Reading text:
Bad news for medical aid members in 2025

 ·22 Nov 2024

Medical aid schemes in South Africa have announced significant price hikes for plans starting January 2025, averaging 10.7% across 12 of the biggest schemes – far higher than inflation, which is expected to average below 4%.

This means that medical aid prices will be shooting up by an average of 6.7% in real terms next year – while salary and wage increases are barely scraping by with a 1.5% to 2% hike.

Given the constraints on household finances, many will be left with no option but to either cut spending elsewhere to keep affording their plans – or downgrade to lower cover to ensure at least some coverage.

According to Jacqui Nel, business unit head of healthcare at Aon South Africa, the hefty price hikes have been largely driven by increased use of schemes, which have surpassed pre-Covid-19 levels.

At the same time, sharply rising living costs and heavily constrained household incomes are exerting untenable pressure, with many consumers struggling to keep pace with the soaring costs of retaining access to their private healthcare.

“While many South Africans are having to re-evaluate their healthcare funding plans, the continued strain on and poor quality of many public healthcare facilities means that retaining access to private healthcare remains a necessity,” Nel said.

This means that on top of all the other financial pressures households face, many will be forced to reprioritise their budgets to keep their plans.

If this proves too difficult on strained income, Nel said that households may have to consider downgrading their options.

“The most crucial aspect right now is to secure your healthcare cover which is fundamental to carrying you through a potential health crisis, ensuring that you get the best possible private medical care in your time of need,” she said.

Nel laid out key things to look at when considering medical aid coverage:


Medical aid changes

Medical schemes have released their increases and updated plan information for 2025. These updates include changes in contributions, co-payments and benefits.

Before renewing your plan, it’s crucial to evaluate the increases, most of which have been well above inflation.

Check for changes in benefits such as adjustments in coverage and limits, changes to hospital networks, limits on specialist visits or increased co-payments for certain procedures.

Some plans may restrict you to a network of hospitals, which could limit your access to healthcare providers.

Ensure that these hospitals are conveniently located and have a good reputation. Remember that a network is not an indication of inferior care, but rather the medical scheme’s ability to negotiate for better pricing and outcomes when using these networks in the interest of their members.

Data for review:
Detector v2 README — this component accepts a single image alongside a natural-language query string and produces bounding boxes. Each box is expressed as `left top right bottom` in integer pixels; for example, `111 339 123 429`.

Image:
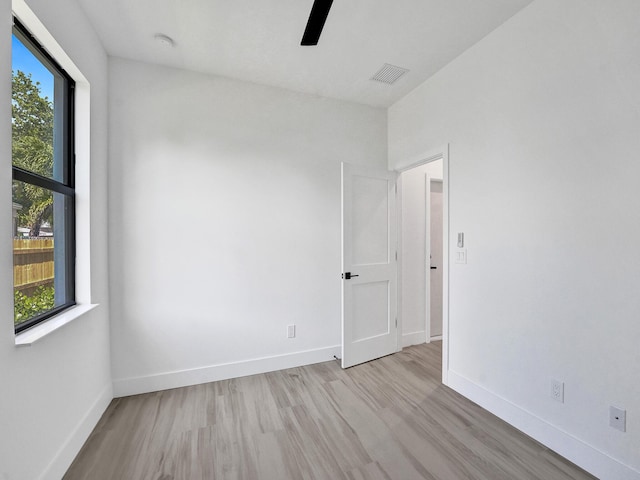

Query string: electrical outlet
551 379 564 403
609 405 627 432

==

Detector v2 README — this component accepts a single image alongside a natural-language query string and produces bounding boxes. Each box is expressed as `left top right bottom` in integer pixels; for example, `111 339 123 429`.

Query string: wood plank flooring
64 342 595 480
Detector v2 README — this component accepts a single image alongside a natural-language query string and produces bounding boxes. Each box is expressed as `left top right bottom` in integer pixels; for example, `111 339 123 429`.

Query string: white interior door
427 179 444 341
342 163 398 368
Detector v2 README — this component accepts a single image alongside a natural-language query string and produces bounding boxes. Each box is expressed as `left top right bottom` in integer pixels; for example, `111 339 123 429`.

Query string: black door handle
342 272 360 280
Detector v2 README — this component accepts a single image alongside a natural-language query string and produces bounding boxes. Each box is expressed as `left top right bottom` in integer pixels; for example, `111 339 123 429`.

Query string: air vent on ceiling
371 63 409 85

...

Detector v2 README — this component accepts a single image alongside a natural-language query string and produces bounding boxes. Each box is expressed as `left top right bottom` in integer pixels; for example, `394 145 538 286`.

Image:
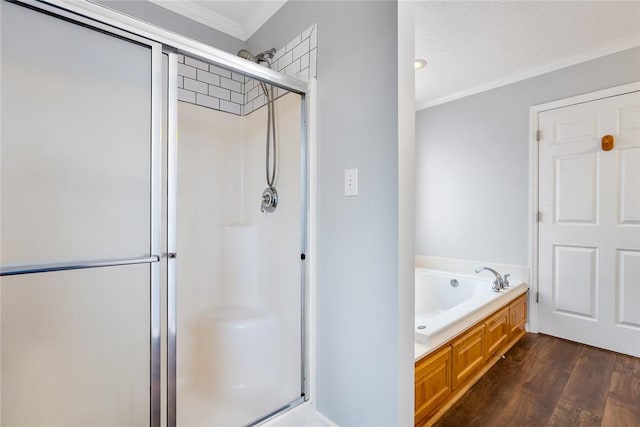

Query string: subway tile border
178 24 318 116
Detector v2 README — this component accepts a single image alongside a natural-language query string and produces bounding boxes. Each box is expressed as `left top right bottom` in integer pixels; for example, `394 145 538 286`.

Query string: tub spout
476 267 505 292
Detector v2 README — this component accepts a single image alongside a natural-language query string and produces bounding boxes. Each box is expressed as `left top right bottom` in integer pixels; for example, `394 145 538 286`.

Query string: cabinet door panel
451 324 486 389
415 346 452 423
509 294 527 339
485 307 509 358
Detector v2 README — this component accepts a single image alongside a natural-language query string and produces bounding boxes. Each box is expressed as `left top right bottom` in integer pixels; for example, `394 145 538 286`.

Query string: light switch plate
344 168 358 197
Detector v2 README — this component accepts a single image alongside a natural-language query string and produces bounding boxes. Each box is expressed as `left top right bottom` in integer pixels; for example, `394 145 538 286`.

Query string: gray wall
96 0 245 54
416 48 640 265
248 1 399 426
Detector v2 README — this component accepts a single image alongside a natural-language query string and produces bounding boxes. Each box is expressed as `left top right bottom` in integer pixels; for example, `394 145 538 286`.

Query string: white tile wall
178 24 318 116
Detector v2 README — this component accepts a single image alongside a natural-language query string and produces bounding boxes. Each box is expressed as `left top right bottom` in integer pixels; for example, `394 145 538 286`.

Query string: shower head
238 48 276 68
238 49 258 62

The problem: Continue the article above on 2025 medical aid price hikes in South Africa, picking up right after its last sentence.

Result:
Flexibility

Check whether your benefit option provides the flexibility to upgrade due to life changing health events if needed – you may be healthy now, but no one knows what the future holds. 

If you do face a life changing health event, check whether you are able to get access to upgraded cover when required, or if you would have to wait for the year-end renewal period to exercise this option.

Also, consider options that provide access to virtual doctor’s consultations as a means to provide access to more affordable, quality healthcare.


Over or under-insured

Assess your current day-to-day expenditure and whether your existing benefits provide sufficient cover and will not leave you out of pocket.

Similarly, check whether you are over-insured and paying for cover you do not need, which will allow you to buy down as an option to consider if you’re under financial pressure. 


Downgrading

If you are downgrading cover to a lower benefit option it is important to understand that you will receive less cover and benefits.

Find out what those benefit reductions are, how your access to healthcare is affected and the implications for your pocket. If you are changing to another benefit option, move to another option within the same medical scheme to avoid any waiting periods.

Most schemes will allow a buy-down at any time during the year. If you do move to another medical scheme ensure you understand the underwriting that may be imposed such as waiting periods. 

If you’re downgrading to a core benefit that only covers hospitalisation (ie, a hospital plan), understand that you will need to fully self-fund your day-to-day primary care like GP visits, dentistry, optometry, acute/chronic medication and preventative health check-ups.